[[ The input open ]]

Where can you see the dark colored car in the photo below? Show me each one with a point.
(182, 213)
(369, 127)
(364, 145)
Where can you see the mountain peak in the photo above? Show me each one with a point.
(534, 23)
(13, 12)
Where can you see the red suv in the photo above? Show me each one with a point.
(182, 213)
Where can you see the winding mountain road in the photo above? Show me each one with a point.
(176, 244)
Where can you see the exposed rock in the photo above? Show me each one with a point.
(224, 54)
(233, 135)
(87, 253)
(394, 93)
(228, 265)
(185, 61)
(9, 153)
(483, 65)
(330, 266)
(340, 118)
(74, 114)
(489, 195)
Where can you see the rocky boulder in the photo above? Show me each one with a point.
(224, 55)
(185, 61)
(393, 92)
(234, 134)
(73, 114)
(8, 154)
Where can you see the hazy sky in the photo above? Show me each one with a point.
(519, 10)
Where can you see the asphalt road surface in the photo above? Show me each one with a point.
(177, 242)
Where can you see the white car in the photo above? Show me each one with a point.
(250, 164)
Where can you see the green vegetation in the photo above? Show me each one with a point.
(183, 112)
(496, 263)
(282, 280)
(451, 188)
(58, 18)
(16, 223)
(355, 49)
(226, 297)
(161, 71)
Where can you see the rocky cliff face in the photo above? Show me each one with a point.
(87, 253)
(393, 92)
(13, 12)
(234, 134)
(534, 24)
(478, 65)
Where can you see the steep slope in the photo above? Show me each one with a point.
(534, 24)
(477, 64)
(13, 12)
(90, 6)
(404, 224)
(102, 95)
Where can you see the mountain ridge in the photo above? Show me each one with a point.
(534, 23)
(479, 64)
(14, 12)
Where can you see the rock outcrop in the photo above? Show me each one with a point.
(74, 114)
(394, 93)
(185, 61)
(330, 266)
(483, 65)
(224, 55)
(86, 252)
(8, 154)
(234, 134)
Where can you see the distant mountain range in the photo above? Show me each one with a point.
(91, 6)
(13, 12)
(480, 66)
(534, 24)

[[ The input closed ]]

#### Task
Repeat, without change, each line of the data above from the one that contains "Where can you see the distant" through the final line, counting both.

#### Result of this task
Where can you see the distant mountain range in the photo above? Show me each one with a point.
(91, 6)
(13, 12)
(480, 66)
(534, 24)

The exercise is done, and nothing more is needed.